**Prompt 1:** Which usernames head the posts in the forum thread? List every one.
**Prompt 2:** Can you give again the part of the forum thread that opens with the words containing "## Luke M (Jul" and closes with "(Mar 29, 2009)", renaming "Mods" to "Moderators" wherever it appears?

Thanks for sharing. AG shampoo is my fav


----------



## Oldsparky (Jun 18, 2014)

Really interesting and encouraged to see a proper uk company. 

I'm a bit of an aqua wax addict I use it all the time as a drying aid great stuff!


----------



## Luke M (Jul 1, 2013)

Good reading and good of you autoglym/mark for taking part.

Mods- please change the second question. It reads "how long have you worked for X"
It's bothering my ocd lol.


----------



## Lowiepete (Mar 29, 2009)

Do you know, I have to admit that, I wasn't aware that AG is a British company?
You learn something heartening every day. It's good to hear of the obvious
passion in its workforce, too :thumb:

Regards,
Steve


----------



## GleemSpray (Jan 26, 2014)

Not only British but Royal Warrant holders too. 



Presumably from supplying the kit for keeping Charles various Astons all shiny !!


----------



## bradleymarky (Nov 29, 2013)

Would it be an idea to try this with other companies who are on the forum, something like a "60 second interview" so we can get an insight into their world.


----------



## Guest (Feb 3, 2015)

**Records shown:**
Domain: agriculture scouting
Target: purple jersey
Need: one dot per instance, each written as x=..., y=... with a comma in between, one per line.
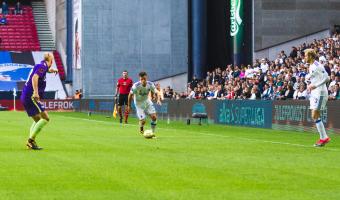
x=41, y=70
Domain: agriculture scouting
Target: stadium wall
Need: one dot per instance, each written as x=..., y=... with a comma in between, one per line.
x=280, y=115
x=60, y=30
x=277, y=21
x=136, y=35
x=51, y=15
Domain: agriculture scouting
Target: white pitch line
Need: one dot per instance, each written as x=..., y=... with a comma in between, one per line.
x=216, y=135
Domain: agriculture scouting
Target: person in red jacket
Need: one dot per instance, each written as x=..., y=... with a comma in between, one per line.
x=123, y=88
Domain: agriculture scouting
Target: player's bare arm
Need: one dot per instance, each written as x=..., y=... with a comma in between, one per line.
x=35, y=80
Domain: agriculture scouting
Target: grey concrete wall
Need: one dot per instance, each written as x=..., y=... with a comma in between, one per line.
x=136, y=35
x=51, y=15
x=277, y=21
x=60, y=29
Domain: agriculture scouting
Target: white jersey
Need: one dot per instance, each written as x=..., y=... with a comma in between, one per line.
x=318, y=77
x=141, y=93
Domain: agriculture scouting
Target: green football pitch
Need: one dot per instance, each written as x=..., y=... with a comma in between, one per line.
x=97, y=158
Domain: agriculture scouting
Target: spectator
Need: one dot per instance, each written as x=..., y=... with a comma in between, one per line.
x=300, y=93
x=191, y=93
x=77, y=95
x=168, y=93
x=293, y=54
x=334, y=93
x=289, y=92
x=253, y=95
x=3, y=20
x=18, y=8
x=4, y=8
x=282, y=78
x=219, y=94
x=194, y=82
x=267, y=92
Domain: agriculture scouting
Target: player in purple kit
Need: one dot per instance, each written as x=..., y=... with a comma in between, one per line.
x=30, y=98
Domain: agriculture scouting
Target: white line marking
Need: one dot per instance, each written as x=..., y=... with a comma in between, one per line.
x=215, y=135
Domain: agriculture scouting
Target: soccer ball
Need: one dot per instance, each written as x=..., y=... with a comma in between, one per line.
x=148, y=134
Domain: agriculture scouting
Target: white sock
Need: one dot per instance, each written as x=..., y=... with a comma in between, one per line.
x=321, y=129
x=153, y=126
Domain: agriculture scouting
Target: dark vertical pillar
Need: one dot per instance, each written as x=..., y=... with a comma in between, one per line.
x=237, y=30
x=198, y=30
x=69, y=39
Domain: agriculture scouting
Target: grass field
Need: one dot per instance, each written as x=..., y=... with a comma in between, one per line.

**Problem solution 1:** Oldsparky, Luke M, Lowiepete, GleemSpray, bradleymarky, Guest

**Problem solution 2:**
## Luke M (Jul 1, 2013)

Good reading and good of you autoglym/mark for taking part.

Moderators- please change the second question. It reads "how long have you worked for X"
It's bothering my ocd lol.


----------



## Lowiepete (Mar 29, 2009)